Seçilen Metin:
___

Emre Kongar'ın Resmi* İnternet Sitesi


Kitaplar

Green Bullet Makaleler

Green Bullet Articles in English

Sürekli Yazılar


 

AYDINLANMA

 

EMRE KONGAR

 

SOSYAL DEVLETTEN SADAKA TOPLUMUNA

Seçimler yaklaşıyor!

Hükümet bir kararname çıkartarak, yoksul ailelere sadaka niyetine yarım ton kömür yardımı yapma kararı aldı:

Kimlerin yardım alacağına il ve ilçe sosyal yardımlaşma ve dayanışma vakıflarınca karar verilecek.

Masraflar da bütçede para olmadığı için gelecek yıl bütçesinden karşılanacak.

Özellikle gecekondu halkımız, "erzak torbaları" karşılığında oy isteyen AKP'li parti örgütlerine alışık olduğu için bu karar hiç de şaşırtıcı olmadı.

Ülkemiz, insan haysiyetini koruyan ve geliştiren "Sosyal Devlet" anlayışından gittikçe uzaklaşıp, insan haysiyetini zedeleyen sadaka toplumu anlayışına yaklaşıyor.

* * *

ABD'nin önderliğindeki Küreselleşme saldırısı, pek çok değerle birlikte "Sosyal Devlet" ya da "Sosyal Refah Devleti" anlayışını da sildi süpürdü.

Sağlık ve eğitim hizmetleri neredeyse tümüyle paralı oldu, piyasa ekonomisinin kurallarına bağlandı.

Artık gittikçe tırpanlanan ve kuşa döndürülen bir emeklilik dışında vatandaşın hiçbir ekonomik hakkı ve güvencesi kalmadı.

Emekçinin örgütlenme hakkı sınırlandı ve kısıtlandı.

Sosyal adalet, sosyal güvenlik, fırsat eşitliği gibi kavramlar lanetlendi; bunlara ilişkin söylemler neredeyse vatan hainliğiyle eşit sayıldı.

* * *

Sovyetler Birliği'nin çöküşüyle, rakipsiz kalan vahşi kapitalizm, önce yazarların, entellerin zihinlerini satın aldı.

Politikacılar onları izledi.

Ekonomik kalkınma ve istikrar, IMF reçetelerine bağımlı bir biçimde, geniş halk kitlelerinin daha da yoksullaştırılmasında ve her türlü sosyal ve ekonomik güvenceden yoksun bırakılmasında arandı; hala da oralarda aranıyor.

Her türlü insani kaygı, asgari sağlık ve eğitim koşullarının ve sosyal güvenliğin sağlanması konusundaki duyarlılık "gericilik" diye dışlandı, mahkum edildi.

* * *

İkinci Dünya Savaşı'ndan sonra kendine çeki düzen vermek isteyen insanoğlu, Lord John Maynard Keynes'in "tam istihdam" kuramına göre, ekonomiye devletin müdahalesini öngördü.

___

Beklenen Çıktı: Sosyal devlet yazısında "Sağlık ve eğitim hizmetleri" ifadesinden başlayıp "hainliğiyle eşit sayıldı." ifadesine kadar, bu ifade de dahil olmak üzere, kısmı birebir aktarın.

Malzeme Alıntıları:
___

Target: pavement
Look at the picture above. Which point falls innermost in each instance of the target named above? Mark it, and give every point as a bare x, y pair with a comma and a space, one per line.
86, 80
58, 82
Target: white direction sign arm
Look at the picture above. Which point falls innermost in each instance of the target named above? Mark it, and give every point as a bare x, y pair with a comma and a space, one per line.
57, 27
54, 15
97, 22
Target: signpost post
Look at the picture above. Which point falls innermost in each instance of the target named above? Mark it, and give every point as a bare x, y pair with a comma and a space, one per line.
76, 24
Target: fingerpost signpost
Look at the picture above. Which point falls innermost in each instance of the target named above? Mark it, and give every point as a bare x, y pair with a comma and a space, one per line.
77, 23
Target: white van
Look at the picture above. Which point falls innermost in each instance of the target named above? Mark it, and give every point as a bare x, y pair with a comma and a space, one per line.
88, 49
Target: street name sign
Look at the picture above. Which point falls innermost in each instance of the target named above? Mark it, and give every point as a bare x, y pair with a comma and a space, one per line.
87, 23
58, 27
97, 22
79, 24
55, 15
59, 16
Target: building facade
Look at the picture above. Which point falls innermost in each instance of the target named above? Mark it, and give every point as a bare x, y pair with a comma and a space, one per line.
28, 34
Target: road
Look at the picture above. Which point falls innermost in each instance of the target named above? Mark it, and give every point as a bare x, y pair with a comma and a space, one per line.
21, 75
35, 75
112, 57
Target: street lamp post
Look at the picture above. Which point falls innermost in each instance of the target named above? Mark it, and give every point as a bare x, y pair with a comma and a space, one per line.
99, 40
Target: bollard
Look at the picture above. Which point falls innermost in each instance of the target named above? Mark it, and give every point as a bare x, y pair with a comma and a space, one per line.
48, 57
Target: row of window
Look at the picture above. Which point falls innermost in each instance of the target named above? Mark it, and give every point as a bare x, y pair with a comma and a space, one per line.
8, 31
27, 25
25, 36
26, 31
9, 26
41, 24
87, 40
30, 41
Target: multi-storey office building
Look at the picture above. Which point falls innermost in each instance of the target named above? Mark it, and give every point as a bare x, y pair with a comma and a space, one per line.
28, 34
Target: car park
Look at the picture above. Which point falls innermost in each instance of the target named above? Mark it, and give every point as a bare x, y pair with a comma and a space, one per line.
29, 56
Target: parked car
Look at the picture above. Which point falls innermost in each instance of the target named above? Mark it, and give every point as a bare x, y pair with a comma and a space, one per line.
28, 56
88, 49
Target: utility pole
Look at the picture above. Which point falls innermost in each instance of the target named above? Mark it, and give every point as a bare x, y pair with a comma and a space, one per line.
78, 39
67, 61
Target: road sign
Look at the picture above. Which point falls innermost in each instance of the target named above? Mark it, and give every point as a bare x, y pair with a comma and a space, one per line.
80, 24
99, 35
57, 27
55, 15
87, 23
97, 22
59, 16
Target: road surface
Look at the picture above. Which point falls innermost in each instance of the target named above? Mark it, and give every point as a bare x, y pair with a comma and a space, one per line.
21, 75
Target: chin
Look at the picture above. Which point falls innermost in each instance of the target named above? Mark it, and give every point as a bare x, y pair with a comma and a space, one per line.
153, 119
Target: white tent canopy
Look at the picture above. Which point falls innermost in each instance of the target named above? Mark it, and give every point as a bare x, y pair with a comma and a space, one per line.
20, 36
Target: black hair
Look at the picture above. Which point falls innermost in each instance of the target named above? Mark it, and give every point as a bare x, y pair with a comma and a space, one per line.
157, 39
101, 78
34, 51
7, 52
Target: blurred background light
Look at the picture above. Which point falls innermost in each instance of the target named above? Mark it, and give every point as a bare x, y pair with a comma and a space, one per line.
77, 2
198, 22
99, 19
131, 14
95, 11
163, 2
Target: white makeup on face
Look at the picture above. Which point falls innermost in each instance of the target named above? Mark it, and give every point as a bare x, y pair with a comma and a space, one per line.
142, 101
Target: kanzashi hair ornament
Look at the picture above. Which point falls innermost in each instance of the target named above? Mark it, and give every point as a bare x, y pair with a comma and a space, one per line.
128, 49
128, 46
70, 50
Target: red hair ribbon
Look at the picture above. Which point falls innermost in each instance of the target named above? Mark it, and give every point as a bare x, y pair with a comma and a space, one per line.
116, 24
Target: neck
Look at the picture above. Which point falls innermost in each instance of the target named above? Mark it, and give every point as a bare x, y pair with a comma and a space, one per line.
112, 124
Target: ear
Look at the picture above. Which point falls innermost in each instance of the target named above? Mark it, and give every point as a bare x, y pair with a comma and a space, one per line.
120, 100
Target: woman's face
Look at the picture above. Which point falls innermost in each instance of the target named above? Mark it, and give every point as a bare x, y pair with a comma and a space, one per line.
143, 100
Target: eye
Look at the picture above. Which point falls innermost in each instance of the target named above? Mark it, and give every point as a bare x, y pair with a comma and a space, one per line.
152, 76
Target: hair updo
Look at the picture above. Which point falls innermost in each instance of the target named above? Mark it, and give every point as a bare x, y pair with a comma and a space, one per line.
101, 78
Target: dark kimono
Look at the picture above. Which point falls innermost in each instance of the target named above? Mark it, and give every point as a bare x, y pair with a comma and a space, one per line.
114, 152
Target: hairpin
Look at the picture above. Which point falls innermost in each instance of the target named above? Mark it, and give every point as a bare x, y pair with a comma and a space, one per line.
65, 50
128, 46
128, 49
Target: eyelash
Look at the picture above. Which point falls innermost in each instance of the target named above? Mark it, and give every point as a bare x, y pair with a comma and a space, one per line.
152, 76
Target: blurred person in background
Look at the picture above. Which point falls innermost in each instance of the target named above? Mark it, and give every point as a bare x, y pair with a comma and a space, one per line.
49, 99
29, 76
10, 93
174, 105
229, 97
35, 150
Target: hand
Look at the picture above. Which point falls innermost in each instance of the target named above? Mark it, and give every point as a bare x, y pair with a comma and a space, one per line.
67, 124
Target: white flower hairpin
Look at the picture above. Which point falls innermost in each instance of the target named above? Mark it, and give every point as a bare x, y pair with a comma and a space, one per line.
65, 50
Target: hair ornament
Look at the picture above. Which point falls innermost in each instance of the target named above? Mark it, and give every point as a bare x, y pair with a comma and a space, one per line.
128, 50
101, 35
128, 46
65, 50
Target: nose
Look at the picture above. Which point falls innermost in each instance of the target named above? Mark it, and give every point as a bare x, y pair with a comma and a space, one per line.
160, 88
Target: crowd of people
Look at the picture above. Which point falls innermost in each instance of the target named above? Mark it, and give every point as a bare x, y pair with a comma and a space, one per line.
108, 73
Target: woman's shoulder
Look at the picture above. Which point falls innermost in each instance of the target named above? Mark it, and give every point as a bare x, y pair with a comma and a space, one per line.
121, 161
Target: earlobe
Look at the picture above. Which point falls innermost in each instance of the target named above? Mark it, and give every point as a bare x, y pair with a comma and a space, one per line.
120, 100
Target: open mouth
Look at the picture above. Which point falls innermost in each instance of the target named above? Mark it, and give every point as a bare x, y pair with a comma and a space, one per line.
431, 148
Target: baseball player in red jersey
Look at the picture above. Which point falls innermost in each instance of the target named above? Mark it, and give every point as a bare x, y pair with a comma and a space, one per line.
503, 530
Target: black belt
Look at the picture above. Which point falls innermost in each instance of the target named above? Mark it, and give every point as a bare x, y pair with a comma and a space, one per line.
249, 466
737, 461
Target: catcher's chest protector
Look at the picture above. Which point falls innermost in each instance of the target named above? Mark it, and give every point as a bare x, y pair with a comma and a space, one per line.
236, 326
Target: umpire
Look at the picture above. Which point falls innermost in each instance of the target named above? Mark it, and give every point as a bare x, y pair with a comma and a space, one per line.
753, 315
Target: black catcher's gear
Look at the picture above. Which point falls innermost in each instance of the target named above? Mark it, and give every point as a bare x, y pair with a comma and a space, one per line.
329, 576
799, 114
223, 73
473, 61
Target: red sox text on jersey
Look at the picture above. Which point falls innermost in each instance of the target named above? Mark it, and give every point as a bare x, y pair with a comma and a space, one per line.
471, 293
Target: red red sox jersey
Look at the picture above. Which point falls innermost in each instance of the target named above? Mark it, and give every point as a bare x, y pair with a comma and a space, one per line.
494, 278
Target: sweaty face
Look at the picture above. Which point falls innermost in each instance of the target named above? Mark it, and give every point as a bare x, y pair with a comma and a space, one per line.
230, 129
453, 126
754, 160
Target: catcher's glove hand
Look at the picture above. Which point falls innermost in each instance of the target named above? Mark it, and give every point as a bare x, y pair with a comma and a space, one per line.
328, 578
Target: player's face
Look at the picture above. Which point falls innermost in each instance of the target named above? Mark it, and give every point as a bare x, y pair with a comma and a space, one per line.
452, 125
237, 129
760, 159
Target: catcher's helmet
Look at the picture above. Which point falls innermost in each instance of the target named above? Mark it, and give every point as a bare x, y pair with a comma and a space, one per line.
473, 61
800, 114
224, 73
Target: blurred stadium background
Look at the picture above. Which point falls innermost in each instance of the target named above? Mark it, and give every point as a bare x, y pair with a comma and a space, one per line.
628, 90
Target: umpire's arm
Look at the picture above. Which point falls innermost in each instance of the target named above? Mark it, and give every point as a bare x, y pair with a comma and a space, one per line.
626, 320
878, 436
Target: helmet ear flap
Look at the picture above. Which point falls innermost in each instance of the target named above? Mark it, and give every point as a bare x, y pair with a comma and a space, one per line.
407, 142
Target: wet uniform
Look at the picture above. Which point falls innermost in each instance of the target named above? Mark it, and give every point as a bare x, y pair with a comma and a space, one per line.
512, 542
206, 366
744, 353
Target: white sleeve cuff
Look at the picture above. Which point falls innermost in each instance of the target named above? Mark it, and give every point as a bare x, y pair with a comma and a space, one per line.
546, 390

___

Nihai Sonuç:
Sağlık ve eğitim hizmetleri neredeyse tümüyle paralı oldu, piyasa ekonomisinin kurallarına bağlandı.

Artık gittikçe tırpanlanan ve kuşa döndürülen bir emeklilik dışında vatandaşın hiçbir ekonomik hakkı ve güvencesi kalmadı.

Emekçinin örgütlenme hakkı sınırlandı ve kısıtlandı.

Sosyal adalet, sosyal güvenlik, fırsat eşitliği gibi kavramlar lanetlendi; bunlara ilişkin söylemler neredeyse vatan hainliğiyle eşit sayıldı.